FORM 6-K
U.S. SECURITIES AND EXCHANGE COMMISSION
Washington, D.C. 20549
Report of Foreign Private Issuer
Pursuant to Rule 13a-16 or 15d-16 of
the Securities Exchange Act of 1934
Commission File Number: 1-15270
For the month of March 2013
NOMURA HOLDINGS, INC.
(Translation of registrants name into English)
9-1, Nihonbashi 1-chome
Chuo-ku, Tokyo 103-8645
Japan
(Address of principal executive offices)
Indicate by check mark whether the registrant files or will file annual reports under cover Form 20-F or Form 40-F.
Form 20-F X Form 40-F
Indicate by check mark if the registrant is submitting the Form 6-K in paper as permitted by Regulation S-T Rule 101(b)(1):
Indicate by check mark if the registrant is submitting the Form 6-K in paper as permitted by Regulation S-T Rule 101(b)(7):
Information furnished on this form:
EXHIBIT
Exhibit Number
1. | Nomura Announces Change in Subsidiary |
The registrant hereby incorporates Exhibit 1 to this report on Form 6-K by reference (i) in the prospectus that is part of the Registration Statement on Form F-3 (Registration No. 333-169682) of the registrant and Nomura America Finance, LLC, filed with the Securities and Exchange Commission (SEC) on September 30, 2010 and (ii) in the prospectus that is part of the Registration Statement on Form F-3 (Registration No. 333-186755) of the registrant, filed with the SEC on February 20, 2013.

(Dataset entries)
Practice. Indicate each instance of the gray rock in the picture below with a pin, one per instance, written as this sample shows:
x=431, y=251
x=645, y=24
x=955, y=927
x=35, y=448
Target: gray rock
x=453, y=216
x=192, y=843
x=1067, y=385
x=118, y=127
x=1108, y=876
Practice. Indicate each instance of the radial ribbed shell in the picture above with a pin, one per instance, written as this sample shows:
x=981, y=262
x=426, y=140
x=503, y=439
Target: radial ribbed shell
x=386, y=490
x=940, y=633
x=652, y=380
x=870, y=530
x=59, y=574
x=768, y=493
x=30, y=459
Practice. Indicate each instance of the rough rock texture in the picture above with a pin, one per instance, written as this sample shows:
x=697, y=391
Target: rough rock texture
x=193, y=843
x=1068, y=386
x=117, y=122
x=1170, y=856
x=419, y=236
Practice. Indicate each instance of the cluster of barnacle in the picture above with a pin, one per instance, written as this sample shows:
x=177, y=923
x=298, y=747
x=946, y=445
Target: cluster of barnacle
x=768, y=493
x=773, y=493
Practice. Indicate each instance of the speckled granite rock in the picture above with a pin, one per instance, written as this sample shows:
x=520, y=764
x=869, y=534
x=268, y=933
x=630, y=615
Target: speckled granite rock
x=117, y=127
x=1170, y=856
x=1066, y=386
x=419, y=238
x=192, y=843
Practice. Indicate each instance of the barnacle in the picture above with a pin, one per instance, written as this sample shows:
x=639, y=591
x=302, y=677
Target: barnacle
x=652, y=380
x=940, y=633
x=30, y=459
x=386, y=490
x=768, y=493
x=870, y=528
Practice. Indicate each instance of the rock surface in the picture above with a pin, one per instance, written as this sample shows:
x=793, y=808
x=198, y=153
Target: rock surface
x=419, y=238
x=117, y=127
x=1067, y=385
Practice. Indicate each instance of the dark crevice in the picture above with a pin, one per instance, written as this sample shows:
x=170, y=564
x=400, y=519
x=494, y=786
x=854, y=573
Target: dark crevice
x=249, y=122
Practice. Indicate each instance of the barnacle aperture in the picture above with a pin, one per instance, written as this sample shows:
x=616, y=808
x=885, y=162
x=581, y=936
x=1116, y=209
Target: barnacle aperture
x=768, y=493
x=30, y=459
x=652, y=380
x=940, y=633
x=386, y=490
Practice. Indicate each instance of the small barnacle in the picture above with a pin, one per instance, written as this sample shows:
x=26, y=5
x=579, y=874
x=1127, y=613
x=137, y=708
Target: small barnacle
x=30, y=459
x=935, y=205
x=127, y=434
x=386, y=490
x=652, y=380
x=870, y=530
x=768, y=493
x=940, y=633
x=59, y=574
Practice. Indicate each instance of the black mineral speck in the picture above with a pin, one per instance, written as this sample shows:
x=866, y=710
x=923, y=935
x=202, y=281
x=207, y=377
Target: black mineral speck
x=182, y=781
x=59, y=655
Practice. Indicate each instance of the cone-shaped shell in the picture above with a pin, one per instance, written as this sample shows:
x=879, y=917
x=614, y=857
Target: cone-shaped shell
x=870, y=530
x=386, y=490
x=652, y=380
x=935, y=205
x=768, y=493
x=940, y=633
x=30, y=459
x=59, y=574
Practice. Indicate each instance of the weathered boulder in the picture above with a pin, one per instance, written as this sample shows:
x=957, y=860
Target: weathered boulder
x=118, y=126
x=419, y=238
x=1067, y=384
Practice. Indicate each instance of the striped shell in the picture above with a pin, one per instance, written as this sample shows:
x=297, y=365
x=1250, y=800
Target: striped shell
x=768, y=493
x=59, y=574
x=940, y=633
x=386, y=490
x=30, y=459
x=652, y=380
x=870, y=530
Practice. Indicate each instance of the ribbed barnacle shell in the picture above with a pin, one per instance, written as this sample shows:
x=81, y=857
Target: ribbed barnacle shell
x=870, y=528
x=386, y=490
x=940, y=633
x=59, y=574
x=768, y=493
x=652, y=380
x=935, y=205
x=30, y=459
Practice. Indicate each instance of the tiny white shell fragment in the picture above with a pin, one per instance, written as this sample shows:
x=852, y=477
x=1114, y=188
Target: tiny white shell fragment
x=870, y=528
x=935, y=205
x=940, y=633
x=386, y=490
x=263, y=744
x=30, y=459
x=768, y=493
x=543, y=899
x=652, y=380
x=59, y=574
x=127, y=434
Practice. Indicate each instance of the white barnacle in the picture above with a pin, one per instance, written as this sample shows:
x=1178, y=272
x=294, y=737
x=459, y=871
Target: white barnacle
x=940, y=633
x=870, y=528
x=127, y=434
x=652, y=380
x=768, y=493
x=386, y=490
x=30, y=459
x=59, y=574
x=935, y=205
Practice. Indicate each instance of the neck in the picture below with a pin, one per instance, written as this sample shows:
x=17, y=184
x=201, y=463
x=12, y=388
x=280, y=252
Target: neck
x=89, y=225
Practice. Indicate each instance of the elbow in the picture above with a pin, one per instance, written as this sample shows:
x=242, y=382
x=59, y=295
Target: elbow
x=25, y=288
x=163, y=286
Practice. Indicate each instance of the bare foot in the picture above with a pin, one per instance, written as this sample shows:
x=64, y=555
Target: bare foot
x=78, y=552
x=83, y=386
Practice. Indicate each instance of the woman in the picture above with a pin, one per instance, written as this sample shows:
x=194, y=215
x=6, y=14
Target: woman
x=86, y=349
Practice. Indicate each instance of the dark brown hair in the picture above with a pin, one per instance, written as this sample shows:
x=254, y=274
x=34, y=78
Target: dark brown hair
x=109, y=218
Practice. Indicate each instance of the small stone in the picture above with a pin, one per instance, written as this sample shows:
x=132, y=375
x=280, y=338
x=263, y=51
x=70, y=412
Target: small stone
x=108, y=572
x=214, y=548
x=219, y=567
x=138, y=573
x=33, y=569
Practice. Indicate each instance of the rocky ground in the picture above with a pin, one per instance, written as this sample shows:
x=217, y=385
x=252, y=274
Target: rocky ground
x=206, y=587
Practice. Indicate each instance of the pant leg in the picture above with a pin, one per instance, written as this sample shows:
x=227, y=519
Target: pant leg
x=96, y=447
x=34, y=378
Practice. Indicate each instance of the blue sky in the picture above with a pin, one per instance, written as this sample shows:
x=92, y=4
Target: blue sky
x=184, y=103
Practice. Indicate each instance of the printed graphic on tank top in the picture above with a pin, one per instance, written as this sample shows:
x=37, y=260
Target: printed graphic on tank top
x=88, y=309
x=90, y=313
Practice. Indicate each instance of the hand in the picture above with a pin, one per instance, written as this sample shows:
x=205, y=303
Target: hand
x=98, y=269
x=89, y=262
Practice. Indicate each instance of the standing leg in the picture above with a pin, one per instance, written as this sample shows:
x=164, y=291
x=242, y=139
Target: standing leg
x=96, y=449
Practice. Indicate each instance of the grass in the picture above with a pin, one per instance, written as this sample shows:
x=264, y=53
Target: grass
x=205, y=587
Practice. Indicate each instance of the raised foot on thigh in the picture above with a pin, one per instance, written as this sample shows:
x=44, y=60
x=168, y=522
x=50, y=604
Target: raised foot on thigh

| TASK INSTRUCTIONS |
1 - From the Nomura Form 6-K filing, reproduce the passage that opens with the words containing "Form 20-F X" and closes with "February 20, 2013.".
2 - Transcribe the lines of the listing that run from the line containing "Practice. Indicate each instance of the cluster" through the line containing "x=59, y=655", both included.
The listing is unrelated to the filing; each stands as its own material.

| COMPLETE ANSWERS |
1 -
Form 20-F X Form 40-F
Indicate by check mark if the registrant is submitting the Form 6-K in paper as permitted by Regulation S-T Rule 101(b)(1):
Indicate by check mark if the registrant is submitting the Form 6-K in paper as permitted by Regulation S-T Rule 101(b)(7):
Information furnished on this form:
EXHIBIT
Exhibit Number
1. | Nomura Announces Change in Subsidiary |
The registrant hereby incorporates Exhibit 1 to this report on Form 6-K by reference (i) in the prospectus that is part of the Registration Statement on Form F-3 (Registration No. 333-169682) of the registrant and Nomura America Finance, LLC, filed with the Securities and Exchange Commission (SEC) on September 30, 2010 and (ii) in the prospectus that is part of the Registration Statement on Form F-3 (Registration No. 333-186755) of the registrant, filed with the SEC on February 20, 2013.

2 -
Practice. Indicate each instance of the cluster of barnacle in the picture above with a pin, one per instance, written as this sample shows:
x=177, y=923
x=298, y=747
x=946, y=445
Target: cluster of barnacle
x=768, y=493
x=773, y=493
Practice. Indicate each instance of the speckled granite rock in the picture above with a pin, one per instance, written as this sample shows:
x=520, y=764
x=869, y=534
x=268, y=933
x=630, y=615
Target: speckled granite rock
x=117, y=127
x=1170, y=856
x=1066, y=386
x=419, y=238
x=192, y=843
Practice. Indicate each instance of the barnacle in the picture above with a pin, one per instance, written as this sample shows:
x=639, y=591
x=302, y=677
Target: barnacle
x=652, y=380
x=940, y=633
x=30, y=459
x=386, y=490
x=768, y=493
x=870, y=528
Practice. Indicate each instance of the rock surface in the picture above with a pin, one per instance, written as this sample shows:
x=793, y=808
x=198, y=153
Target: rock surface
x=419, y=238
x=117, y=127
x=1067, y=385
Practice. Indicate each instance of the dark crevice in the picture above with a pin, one per instance, written as this sample shows:
x=170, y=564
x=400, y=519
x=494, y=786
x=854, y=573
Target: dark crevice
x=249, y=122
Practice. Indicate each instance of the barnacle aperture in the picture above with a pin, one per instance, written as this sample shows:
x=616, y=808
x=885, y=162
x=581, y=936
x=1116, y=209
Target: barnacle aperture
x=768, y=493
x=30, y=459
x=652, y=380
x=940, y=633
x=386, y=490
Practice. Indicate each instance of the small barnacle in the picture above with a pin, one per instance, written as this sample shows:
x=26, y=5
x=579, y=874
x=1127, y=613
x=137, y=708
Target: small barnacle
x=30, y=459
x=935, y=205
x=127, y=434
x=386, y=490
x=652, y=380
x=870, y=530
x=768, y=493
x=940, y=633
x=59, y=574
Practice. Indicate each instance of the black mineral speck in the picture above with a pin, one per instance, written as this sample shows:
x=866, y=710
x=923, y=935
x=202, y=281
x=207, y=377
Target: black mineral speck
x=182, y=781
x=59, y=655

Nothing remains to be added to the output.